— START Extracted data —

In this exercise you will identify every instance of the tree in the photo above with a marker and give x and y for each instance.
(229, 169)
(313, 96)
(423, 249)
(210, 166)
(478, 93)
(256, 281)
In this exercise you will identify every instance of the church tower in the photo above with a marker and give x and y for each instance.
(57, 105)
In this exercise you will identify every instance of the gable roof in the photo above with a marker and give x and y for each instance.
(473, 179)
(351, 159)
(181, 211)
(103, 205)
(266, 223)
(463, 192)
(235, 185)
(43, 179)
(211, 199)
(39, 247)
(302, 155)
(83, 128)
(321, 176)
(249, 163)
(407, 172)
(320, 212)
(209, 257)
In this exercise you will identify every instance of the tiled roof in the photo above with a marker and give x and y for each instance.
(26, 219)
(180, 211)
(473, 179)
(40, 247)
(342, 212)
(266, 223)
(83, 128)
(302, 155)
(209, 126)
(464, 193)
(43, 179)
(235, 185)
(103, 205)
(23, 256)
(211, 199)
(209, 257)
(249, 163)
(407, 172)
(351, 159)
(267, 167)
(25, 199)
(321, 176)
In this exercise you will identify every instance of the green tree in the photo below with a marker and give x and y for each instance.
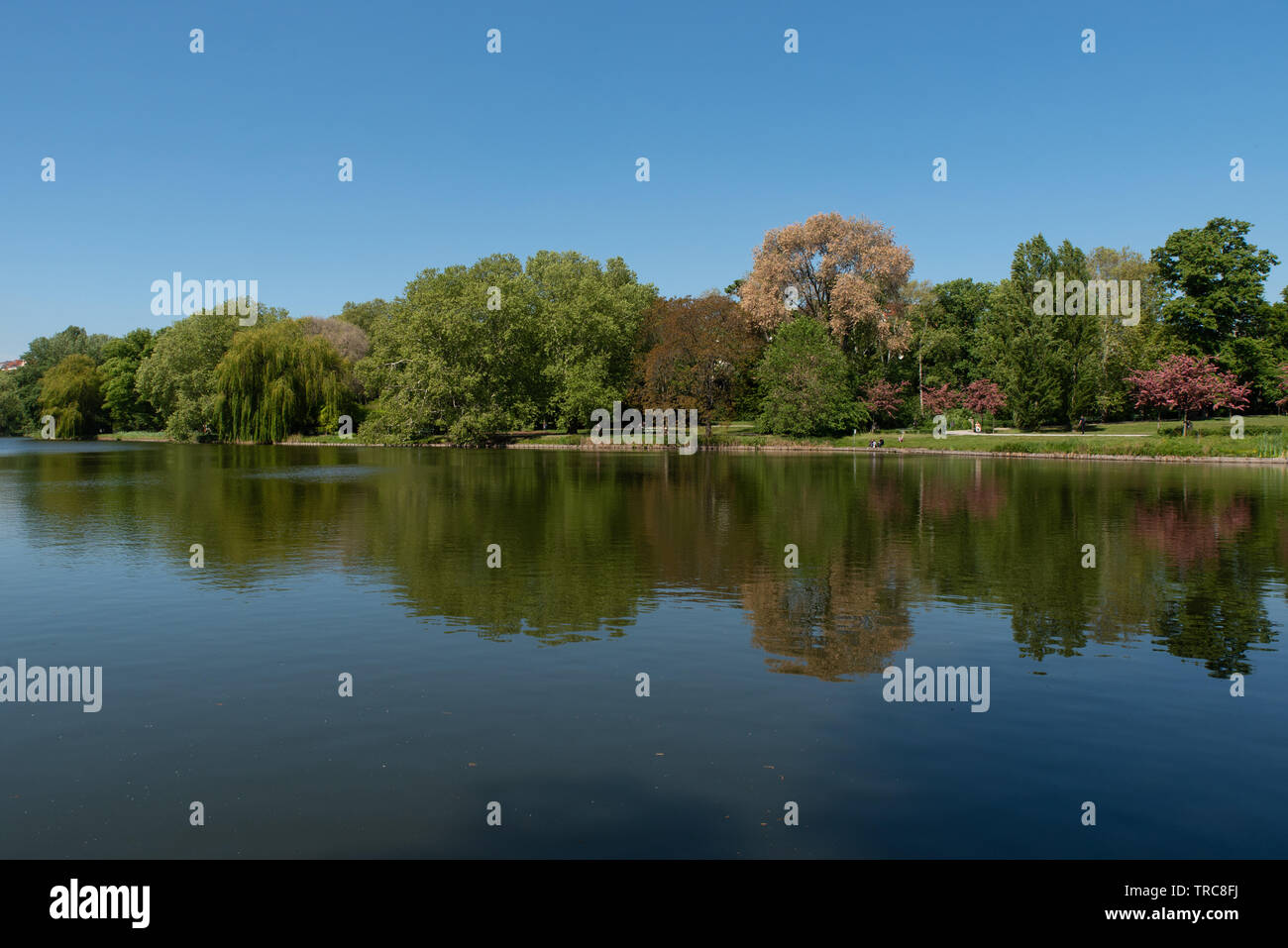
(590, 318)
(179, 375)
(368, 314)
(1046, 360)
(121, 361)
(277, 381)
(1214, 279)
(14, 417)
(72, 391)
(805, 382)
(446, 361)
(697, 353)
(44, 353)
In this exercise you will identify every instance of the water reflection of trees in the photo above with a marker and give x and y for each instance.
(1185, 556)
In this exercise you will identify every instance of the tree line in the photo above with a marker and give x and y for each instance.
(825, 333)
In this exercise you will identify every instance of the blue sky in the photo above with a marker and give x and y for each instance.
(223, 165)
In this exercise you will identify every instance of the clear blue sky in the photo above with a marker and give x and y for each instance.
(223, 165)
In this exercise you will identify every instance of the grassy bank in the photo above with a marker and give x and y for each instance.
(1265, 438)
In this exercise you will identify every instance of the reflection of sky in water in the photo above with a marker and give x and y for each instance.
(765, 685)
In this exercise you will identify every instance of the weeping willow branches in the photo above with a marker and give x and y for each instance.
(275, 381)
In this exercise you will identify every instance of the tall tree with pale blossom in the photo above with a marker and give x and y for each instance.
(844, 272)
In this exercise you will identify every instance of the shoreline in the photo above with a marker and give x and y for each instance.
(785, 450)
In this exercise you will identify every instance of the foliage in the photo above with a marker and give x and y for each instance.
(72, 391)
(845, 273)
(696, 353)
(179, 375)
(1214, 278)
(1188, 384)
(121, 361)
(804, 382)
(274, 381)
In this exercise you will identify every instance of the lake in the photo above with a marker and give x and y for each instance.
(516, 685)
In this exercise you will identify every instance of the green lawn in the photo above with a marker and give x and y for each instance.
(1265, 436)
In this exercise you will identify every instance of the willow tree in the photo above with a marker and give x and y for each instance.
(72, 391)
(277, 381)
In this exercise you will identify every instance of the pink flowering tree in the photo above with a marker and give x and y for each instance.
(884, 399)
(1186, 384)
(939, 401)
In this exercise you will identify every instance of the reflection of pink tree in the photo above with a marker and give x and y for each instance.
(1185, 384)
(940, 399)
(983, 397)
(885, 399)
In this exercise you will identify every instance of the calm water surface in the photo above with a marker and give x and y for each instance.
(1108, 685)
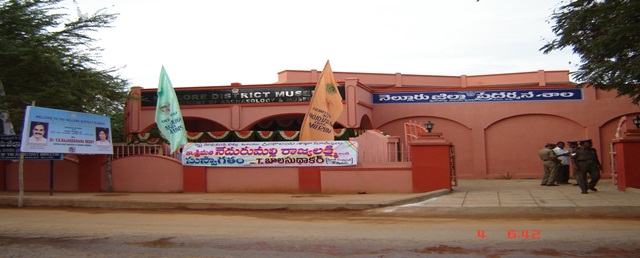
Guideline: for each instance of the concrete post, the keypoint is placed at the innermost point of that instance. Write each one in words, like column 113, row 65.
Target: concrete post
column 627, row 149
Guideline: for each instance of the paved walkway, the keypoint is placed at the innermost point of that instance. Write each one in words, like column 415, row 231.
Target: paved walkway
column 472, row 197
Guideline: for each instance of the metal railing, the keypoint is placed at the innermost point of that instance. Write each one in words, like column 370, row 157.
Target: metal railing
column 121, row 150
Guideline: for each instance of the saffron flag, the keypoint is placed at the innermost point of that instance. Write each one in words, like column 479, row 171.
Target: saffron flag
column 168, row 115
column 324, row 109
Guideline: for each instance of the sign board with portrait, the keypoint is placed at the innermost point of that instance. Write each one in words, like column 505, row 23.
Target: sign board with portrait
column 10, row 150
column 49, row 130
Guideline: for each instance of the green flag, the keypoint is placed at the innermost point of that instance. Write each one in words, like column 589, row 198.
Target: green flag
column 168, row 115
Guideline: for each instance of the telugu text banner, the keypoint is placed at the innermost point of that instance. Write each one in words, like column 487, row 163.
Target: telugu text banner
column 477, row 96
column 271, row 154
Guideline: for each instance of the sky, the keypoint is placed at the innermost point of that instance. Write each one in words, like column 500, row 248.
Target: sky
column 215, row 43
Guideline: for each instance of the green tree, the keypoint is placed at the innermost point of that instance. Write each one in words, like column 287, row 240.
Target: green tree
column 606, row 36
column 49, row 58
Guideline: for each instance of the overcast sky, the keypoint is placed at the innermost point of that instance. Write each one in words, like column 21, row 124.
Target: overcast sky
column 213, row 43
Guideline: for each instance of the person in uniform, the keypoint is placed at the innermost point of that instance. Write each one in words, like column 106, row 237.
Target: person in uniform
column 587, row 161
column 549, row 162
column 573, row 147
column 562, row 168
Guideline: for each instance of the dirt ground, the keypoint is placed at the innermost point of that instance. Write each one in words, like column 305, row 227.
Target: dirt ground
column 29, row 232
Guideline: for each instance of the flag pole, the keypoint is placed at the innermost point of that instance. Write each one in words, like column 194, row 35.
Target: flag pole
column 21, row 173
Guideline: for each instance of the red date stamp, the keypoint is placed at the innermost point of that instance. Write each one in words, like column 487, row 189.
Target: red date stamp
column 515, row 234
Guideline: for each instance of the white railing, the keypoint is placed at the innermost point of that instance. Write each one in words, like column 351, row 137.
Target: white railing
column 124, row 150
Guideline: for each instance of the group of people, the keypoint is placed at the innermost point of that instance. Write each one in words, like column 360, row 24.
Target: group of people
column 582, row 159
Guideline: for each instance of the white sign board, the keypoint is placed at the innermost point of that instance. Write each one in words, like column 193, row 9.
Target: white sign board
column 49, row 130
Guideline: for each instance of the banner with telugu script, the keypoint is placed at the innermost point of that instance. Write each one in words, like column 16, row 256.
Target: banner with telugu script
column 271, row 154
column 474, row 96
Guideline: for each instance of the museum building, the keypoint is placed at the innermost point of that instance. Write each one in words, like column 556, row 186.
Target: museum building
column 497, row 122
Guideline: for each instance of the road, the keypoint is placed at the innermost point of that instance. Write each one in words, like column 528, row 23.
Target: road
column 30, row 232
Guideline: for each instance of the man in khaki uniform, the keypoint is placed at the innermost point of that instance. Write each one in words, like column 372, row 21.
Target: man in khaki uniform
column 549, row 162
column 573, row 147
column 587, row 160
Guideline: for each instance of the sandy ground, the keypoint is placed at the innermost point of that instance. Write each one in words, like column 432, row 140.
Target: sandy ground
column 29, row 232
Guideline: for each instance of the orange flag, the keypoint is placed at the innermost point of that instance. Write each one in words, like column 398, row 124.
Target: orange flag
column 324, row 109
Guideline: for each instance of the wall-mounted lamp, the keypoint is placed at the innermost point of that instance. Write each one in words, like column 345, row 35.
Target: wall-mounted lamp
column 636, row 121
column 430, row 125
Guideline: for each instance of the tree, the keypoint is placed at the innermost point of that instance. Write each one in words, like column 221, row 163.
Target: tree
column 48, row 58
column 606, row 36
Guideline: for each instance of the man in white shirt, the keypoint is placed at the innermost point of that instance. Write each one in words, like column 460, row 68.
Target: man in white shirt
column 563, row 167
column 38, row 134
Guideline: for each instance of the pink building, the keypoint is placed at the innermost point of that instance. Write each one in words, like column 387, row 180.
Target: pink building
column 496, row 123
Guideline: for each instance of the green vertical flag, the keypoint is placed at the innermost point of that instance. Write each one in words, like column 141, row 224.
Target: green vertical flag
column 168, row 115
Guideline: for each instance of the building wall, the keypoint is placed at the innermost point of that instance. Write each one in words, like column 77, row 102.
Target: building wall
column 491, row 139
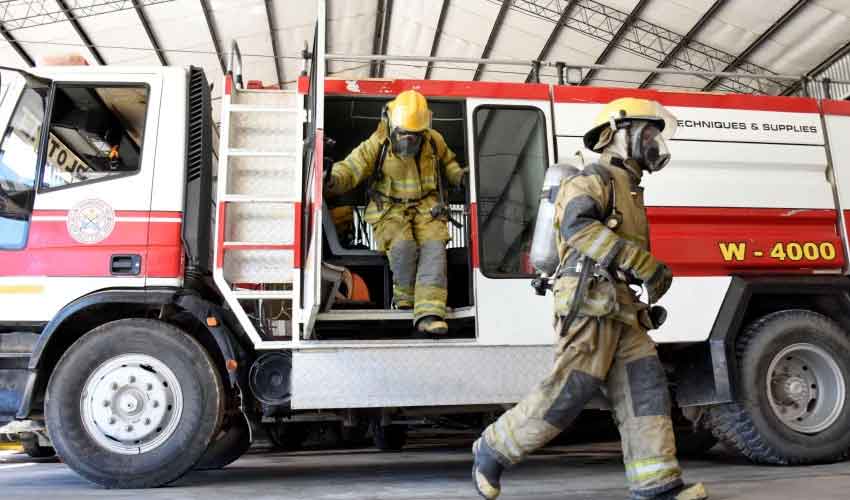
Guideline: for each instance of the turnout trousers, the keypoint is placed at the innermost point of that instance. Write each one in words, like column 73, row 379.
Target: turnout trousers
column 415, row 243
column 621, row 360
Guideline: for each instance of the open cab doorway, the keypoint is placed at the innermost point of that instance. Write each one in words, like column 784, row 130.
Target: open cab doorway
column 356, row 297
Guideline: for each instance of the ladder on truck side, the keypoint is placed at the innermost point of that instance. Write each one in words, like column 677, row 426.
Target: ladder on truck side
column 258, row 213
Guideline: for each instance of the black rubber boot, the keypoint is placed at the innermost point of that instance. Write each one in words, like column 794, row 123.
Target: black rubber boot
column 486, row 470
column 694, row 491
column 432, row 325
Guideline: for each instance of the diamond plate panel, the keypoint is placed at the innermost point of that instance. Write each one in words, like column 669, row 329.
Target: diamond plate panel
column 258, row 266
column 259, row 176
column 260, row 222
column 431, row 375
column 266, row 98
column 263, row 131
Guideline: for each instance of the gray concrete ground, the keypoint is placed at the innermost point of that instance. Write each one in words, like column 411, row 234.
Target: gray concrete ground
column 429, row 469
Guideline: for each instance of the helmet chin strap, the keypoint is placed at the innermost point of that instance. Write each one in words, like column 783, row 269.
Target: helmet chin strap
column 618, row 149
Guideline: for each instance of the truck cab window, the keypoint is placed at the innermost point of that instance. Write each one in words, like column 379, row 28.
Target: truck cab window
column 95, row 134
column 18, row 163
column 511, row 158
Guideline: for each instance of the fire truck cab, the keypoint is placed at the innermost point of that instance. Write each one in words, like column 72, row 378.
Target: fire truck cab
column 168, row 285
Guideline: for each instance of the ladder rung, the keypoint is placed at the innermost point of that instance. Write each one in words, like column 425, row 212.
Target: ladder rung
column 274, row 154
column 263, row 294
column 248, row 198
column 246, row 245
column 247, row 108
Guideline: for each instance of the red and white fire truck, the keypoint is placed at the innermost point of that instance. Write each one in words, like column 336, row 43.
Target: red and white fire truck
column 163, row 292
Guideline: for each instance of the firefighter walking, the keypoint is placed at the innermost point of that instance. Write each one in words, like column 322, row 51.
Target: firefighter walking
column 405, row 162
column 603, row 247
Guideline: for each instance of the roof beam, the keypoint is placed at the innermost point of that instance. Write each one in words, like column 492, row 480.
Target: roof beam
column 208, row 16
column 382, row 31
column 695, row 29
column 143, row 18
column 627, row 24
column 273, row 34
column 553, row 36
column 16, row 46
column 80, row 32
column 497, row 26
column 758, row 42
column 820, row 68
column 441, row 21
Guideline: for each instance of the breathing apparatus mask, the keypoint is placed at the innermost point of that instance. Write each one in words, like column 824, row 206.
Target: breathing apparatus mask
column 647, row 146
column 408, row 117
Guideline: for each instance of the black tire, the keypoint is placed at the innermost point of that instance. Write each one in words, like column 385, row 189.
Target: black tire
column 750, row 425
column 233, row 441
column 286, row 436
column 389, row 437
column 29, row 442
column 202, row 404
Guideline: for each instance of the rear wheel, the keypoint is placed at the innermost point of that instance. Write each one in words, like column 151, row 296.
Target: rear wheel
column 793, row 401
column 233, row 441
column 134, row 403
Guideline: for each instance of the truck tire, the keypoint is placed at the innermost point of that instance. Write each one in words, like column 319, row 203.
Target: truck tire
column 232, row 442
column 29, row 442
column 389, row 437
column 134, row 403
column 793, row 403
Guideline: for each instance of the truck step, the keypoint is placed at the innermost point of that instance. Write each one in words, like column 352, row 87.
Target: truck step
column 263, row 294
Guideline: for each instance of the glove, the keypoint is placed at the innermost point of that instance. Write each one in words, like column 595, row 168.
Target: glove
column 654, row 274
column 658, row 284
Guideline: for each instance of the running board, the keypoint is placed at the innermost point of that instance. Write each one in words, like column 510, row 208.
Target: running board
column 387, row 314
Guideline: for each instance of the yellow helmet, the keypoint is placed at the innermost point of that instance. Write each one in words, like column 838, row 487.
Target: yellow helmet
column 626, row 109
column 409, row 112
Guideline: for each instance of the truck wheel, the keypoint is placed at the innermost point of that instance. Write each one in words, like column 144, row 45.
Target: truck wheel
column 29, row 442
column 793, row 405
column 134, row 403
column 389, row 437
column 232, row 442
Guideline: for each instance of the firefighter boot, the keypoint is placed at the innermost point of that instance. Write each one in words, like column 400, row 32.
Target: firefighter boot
column 432, row 325
column 682, row 492
column 486, row 470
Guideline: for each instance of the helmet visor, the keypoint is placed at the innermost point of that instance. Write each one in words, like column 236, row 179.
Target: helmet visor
column 409, row 118
column 405, row 143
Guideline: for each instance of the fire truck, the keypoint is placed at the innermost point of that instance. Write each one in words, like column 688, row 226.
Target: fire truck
column 169, row 285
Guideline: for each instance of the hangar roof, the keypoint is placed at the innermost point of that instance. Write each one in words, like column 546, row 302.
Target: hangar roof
column 789, row 37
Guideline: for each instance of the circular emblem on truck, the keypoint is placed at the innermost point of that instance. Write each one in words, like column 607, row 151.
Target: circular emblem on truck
column 90, row 221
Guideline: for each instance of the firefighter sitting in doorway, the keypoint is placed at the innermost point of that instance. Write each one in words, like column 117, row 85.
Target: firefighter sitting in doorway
column 404, row 161
column 602, row 240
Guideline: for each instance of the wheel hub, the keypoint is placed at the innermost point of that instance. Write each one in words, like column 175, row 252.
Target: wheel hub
column 131, row 404
column 806, row 388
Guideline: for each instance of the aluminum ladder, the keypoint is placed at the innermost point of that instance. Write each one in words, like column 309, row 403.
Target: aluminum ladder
column 258, row 213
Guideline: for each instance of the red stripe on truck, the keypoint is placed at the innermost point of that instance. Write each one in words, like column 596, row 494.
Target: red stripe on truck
column 574, row 94
column 440, row 88
column 725, row 241
column 51, row 251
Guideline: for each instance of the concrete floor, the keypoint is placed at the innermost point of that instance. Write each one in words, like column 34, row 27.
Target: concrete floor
column 428, row 469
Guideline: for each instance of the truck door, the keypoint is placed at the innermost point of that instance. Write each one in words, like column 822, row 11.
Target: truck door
column 313, row 163
column 81, row 150
column 511, row 149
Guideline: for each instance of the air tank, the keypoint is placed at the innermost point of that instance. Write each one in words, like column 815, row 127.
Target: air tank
column 544, row 247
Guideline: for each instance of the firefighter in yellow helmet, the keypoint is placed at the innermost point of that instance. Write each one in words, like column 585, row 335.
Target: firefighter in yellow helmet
column 405, row 162
column 603, row 246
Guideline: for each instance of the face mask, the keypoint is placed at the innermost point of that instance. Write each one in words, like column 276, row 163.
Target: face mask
column 649, row 148
column 405, row 144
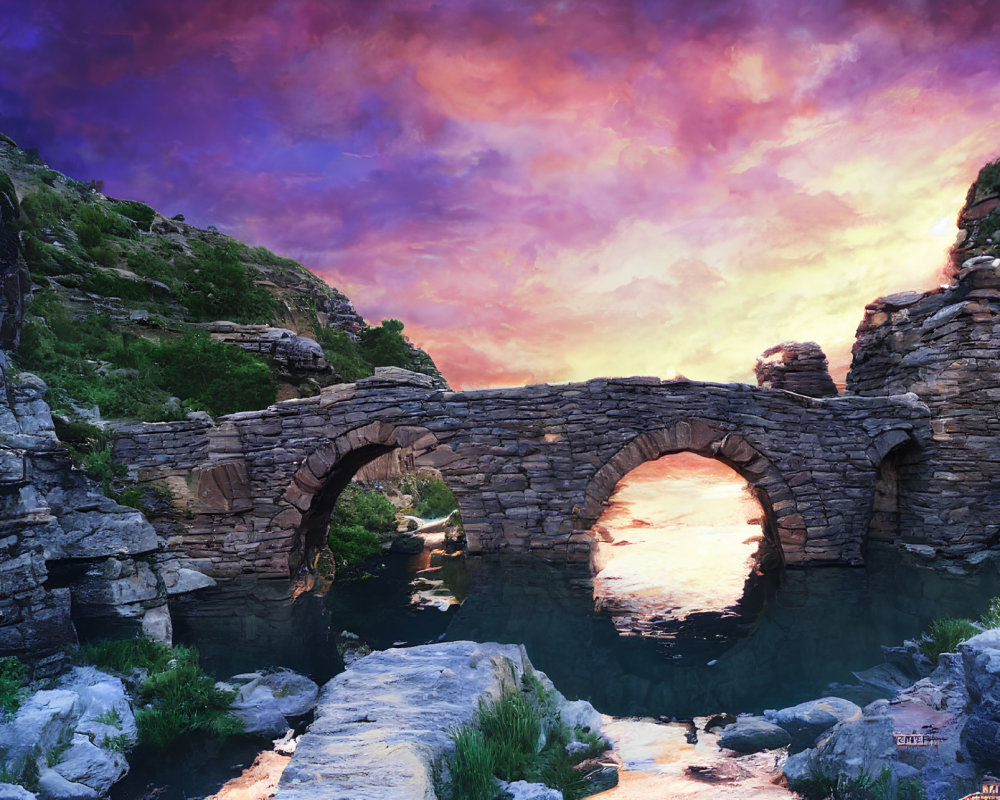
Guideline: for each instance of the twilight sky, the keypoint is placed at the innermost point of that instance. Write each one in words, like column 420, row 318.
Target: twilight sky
column 541, row 191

— END Extracted data —

Instruction:
Please extract, verbatim, the lines between the one holding "Guideline: for each instance of the overcast" and the one holding "column 562, row 168", inclusive.

Task output:
Guideline: for each instance of the overcast sky, the keypoint is placed at the innermost point of that instance. Write each one in words, like column 21, row 124.
Target: overcast sky
column 213, row 43
Guideline: for each instance of the person in uniform, the keypoint is placed at the innermost point of that instance. Write each one in words, like column 106, row 237.
Target: person in uniform
column 587, row 161
column 549, row 162
column 573, row 147
column 562, row 168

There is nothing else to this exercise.